Saved entries
↓
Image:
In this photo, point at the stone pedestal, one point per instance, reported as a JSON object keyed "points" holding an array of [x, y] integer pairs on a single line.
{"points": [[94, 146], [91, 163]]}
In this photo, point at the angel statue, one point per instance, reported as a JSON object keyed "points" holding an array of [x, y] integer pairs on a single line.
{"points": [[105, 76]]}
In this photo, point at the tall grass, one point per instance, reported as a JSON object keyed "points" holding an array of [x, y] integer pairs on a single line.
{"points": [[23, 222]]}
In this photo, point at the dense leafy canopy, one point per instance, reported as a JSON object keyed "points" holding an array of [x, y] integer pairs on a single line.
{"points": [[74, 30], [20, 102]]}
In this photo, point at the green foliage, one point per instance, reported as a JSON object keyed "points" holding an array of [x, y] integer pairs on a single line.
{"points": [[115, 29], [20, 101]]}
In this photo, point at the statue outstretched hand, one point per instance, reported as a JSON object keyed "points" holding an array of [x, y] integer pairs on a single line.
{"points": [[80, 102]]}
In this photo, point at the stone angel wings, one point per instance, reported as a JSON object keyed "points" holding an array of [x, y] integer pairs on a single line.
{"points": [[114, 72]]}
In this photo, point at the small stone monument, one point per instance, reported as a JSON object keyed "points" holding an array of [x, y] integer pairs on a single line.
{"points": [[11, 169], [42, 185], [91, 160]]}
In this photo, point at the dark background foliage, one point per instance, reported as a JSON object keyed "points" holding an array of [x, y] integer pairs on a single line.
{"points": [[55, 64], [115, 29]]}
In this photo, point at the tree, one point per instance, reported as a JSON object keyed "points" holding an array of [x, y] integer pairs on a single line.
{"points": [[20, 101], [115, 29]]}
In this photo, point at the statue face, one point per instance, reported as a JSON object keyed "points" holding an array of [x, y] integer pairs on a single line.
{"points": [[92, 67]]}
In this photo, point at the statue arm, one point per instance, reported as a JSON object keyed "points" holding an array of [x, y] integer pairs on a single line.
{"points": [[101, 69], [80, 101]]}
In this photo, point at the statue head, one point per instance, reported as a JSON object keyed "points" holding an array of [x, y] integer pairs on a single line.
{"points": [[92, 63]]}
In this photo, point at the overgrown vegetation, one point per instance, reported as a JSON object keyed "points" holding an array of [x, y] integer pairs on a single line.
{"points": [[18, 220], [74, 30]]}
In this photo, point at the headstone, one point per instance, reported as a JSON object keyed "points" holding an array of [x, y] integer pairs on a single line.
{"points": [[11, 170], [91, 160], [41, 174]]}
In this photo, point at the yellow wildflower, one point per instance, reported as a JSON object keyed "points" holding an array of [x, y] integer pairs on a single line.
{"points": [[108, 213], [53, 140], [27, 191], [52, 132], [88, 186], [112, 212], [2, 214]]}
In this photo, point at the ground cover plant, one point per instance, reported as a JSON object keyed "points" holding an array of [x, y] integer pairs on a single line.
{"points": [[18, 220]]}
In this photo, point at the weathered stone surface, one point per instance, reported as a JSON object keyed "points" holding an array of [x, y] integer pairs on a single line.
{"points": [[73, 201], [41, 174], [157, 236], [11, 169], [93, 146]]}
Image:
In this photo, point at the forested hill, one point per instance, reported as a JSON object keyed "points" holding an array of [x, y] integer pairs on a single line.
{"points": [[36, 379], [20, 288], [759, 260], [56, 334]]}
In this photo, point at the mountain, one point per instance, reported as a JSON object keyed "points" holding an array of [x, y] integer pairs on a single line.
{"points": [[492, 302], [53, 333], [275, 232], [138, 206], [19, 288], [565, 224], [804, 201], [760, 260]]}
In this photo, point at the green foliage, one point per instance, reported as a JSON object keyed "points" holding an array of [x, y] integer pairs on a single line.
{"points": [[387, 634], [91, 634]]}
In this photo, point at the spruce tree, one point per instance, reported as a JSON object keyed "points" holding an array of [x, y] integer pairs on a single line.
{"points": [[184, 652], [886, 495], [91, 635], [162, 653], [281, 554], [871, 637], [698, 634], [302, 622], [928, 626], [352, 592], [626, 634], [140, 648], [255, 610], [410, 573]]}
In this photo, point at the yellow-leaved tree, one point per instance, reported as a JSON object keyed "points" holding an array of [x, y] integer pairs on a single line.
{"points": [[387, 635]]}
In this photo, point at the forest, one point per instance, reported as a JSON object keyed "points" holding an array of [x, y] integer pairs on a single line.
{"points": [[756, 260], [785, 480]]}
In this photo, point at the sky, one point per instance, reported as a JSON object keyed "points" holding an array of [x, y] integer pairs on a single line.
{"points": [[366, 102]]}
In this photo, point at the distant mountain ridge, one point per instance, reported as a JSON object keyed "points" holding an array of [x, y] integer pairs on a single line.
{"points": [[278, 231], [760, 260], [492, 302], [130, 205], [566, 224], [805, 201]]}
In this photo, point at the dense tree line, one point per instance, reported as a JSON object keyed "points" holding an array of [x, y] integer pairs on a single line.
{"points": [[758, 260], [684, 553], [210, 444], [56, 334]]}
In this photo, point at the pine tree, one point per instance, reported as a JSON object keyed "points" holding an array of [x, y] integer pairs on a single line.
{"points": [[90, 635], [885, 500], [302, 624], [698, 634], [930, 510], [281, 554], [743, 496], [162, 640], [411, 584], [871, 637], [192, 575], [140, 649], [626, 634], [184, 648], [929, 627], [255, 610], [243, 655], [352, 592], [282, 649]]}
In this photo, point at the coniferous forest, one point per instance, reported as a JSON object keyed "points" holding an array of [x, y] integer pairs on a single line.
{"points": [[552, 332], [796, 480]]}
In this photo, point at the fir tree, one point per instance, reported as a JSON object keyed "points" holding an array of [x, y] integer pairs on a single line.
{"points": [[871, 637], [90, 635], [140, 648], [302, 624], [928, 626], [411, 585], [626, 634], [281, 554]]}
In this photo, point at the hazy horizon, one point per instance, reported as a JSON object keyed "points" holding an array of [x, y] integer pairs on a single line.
↑
TO DO —
Could you copy out the data in full, exactly as it is written?

TASK ANSWER —
Image:
In this photo, point at the stone pedestal, one point per instance, reported as a JSON object keyed "points" holding an array of [x, y] integer pairs on a single line.
{"points": [[94, 146], [91, 163]]}
In this photo, point at the angel statue, one point per instance, reported as a JSON object keyed "points" holding an array of [x, y] integer pairs on a single line.
{"points": [[105, 76]]}
In this photo, point at the tall grass, one point per instance, reported as a JSON object keyed "points" holding an array of [x, y] integer pairs on a single line.
{"points": [[23, 222]]}
In this photo, point at the dense leafy canopy, one point per instance, reported as a JSON object keyed "points" holding an array of [x, y] integer pairs on a single line.
{"points": [[74, 30], [20, 102]]}
In this photo, point at the green foliage, one point per instance, reported as a JSON object keyed "points" holding an array of [x, y] integer pairs on a single line.
{"points": [[115, 29], [20, 101]]}
In this photo, point at the statue outstretched hand, one point per instance, reported as a JSON object keyed "points" holding an array of [x, y] integer pairs on a single line.
{"points": [[80, 102]]}
In this photo, point at the stone angel wings, one point per instance, reported as a JSON object keyed "points" holding an array of [x, y] integer pairs on a single line.
{"points": [[114, 72]]}
In this photo, point at the small stone monument, one point per instance, reported as a JSON object keyed "points" holding an array of [x, y] integer pairs on a single line.
{"points": [[11, 169], [42, 185], [91, 160]]}
In this photo, point at the dark background foliage, one point per instance, reported as a JSON object keyed "points" holding an array of [x, y] integer pairs on a single line.
{"points": [[55, 64], [115, 29]]}
In this photo, point at the tree, one point per instance, reported as a JSON object keyed "points" holding an array of [x, y] integer pairs on a single line.
{"points": [[20, 101], [115, 29]]}
In this photo, point at the statue face, one point per instance, reported as a JSON object keyed "points" holding an array of [x, y] integer pairs on a single line.
{"points": [[92, 67]]}
In this photo, point at the statue arm, one point per instance, reported as a JSON object keyed "points" holding an array of [x, y] integer pairs on a single line.
{"points": [[101, 69], [80, 101]]}
In this photo, point at the statue head, one point per instance, reported as a JSON object keyed "points" holding an array of [x, y] integer pairs on a single line.
{"points": [[92, 63]]}
In this photo, point at the overgrown vegetation, one point per instance, reported as a JSON object keyed "points" holding an array of [x, y] integer pairs on a single line.
{"points": [[18, 220], [74, 30]]}
In this photo, point at the headstone, one point per instance, reported as a JSON object keyed "points" holding an array of [x, y] integer pairs on a single line.
{"points": [[11, 170], [91, 160], [41, 174]]}
In this photo, point at the yellow wildflower, one point per instance, reported as a JSON object keyed "points" holding an array of [x, y] integer pairs on a single line.
{"points": [[108, 213], [53, 140], [27, 191], [52, 132], [88, 186], [112, 212], [2, 214]]}
In this photo, point at the ground cover plant, one point per instance, reported as a JSON object keyed "points" holding an array of [x, y] integer pairs on a single line.
{"points": [[18, 220]]}
In this photo, point at the weathered stone surface, one point per instance, reported as a JSON object keyed "points" holding an array of [x, y] integer pairs on a single line.
{"points": [[73, 201], [41, 174], [157, 236], [11, 169], [93, 146]]}
Image:
In this photo, point at the forested hill, one point per instance, reported as a JSON object keyed "points" holding an array of [x, y] integer pairs on a single line.
{"points": [[36, 379], [20, 288], [759, 260], [56, 334]]}
In this photo, point at the mountain, one point per instance, reported as a JSON object keyed "points" holding an array of [x, y] integer pairs on a single line.
{"points": [[492, 302], [53, 333], [275, 232], [138, 206], [19, 288], [565, 224], [804, 201], [760, 260]]}
In this photo, point at the green foliage, one point per instance, reported as a JSON object keyed "points" holding an array of [x, y] integer pairs on a single line.
{"points": [[387, 634], [91, 634]]}
In this photo, point at the spruce tree, one point per instance, reported as a JSON object keyed "points" holding an array of [x, y] integer pairs on a single line.
{"points": [[184, 652], [886, 495], [91, 635], [162, 653], [281, 554], [871, 637], [698, 634], [302, 622], [928, 626], [352, 592], [626, 634], [140, 648], [255, 610], [410, 573]]}
In this photo, point at the yellow-leaved tree, one point per instance, reported as a JSON object keyed "points" holding an array of [x, y] integer pairs on a single line.
{"points": [[387, 635]]}
In this photo, point at the forest, one point per instance, reported as a JSON object keyed "points" holding an array of [x, y] integer pairs on a single line.
{"points": [[756, 260], [785, 480]]}
In this photo, point at the sky, one point per instance, reported as a JSON object keyed "points" holding an array of [x, y] integer pairs on a single line.
{"points": [[366, 102]]}
In this photo, point at the distant mountain ridge, one point per instance, reported as a JSON object keyed "points" holding an array of [x, y] integer pairs on a single line.
{"points": [[278, 231], [760, 260], [492, 302], [130, 205], [566, 224], [805, 201]]}
In this photo, point at the dense tree line, one point per instance, reported as a JSON object keyed "points" holding an array of [x, y] integer pairs on a single line.
{"points": [[758, 260], [684, 553], [210, 444], [56, 334]]}
In this photo, point at the pine tree, one point per instance, reported as a JSON object keyed "points" holding an array of [x, y] integer pairs on a single line.
{"points": [[90, 635], [885, 500], [302, 624], [698, 634], [930, 510], [281, 554], [743, 496], [162, 640], [411, 584], [871, 637], [192, 575], [140, 649], [626, 634], [184, 648], [929, 627], [255, 610], [243, 655], [352, 592], [282, 649]]}
In this photo, point at the coniferous forest, one point per instance, reported as a JSON object keyed "points" holding an array of [x, y] integer pairs on a single line.
{"points": [[552, 332], [796, 480]]}
In this photo, point at the fir tree, one point per instance, reported as a JSON object keyed "points" holding an array of [x, y] integer pairs on a single line.
{"points": [[871, 637], [90, 635], [140, 648], [302, 624], [928, 626], [411, 585], [626, 634], [281, 554]]}
In this photo, point at the hazy horizon, one point per instance, reported as a JSON object keyed "points" holding an array of [x, y] integer pairs on a single line.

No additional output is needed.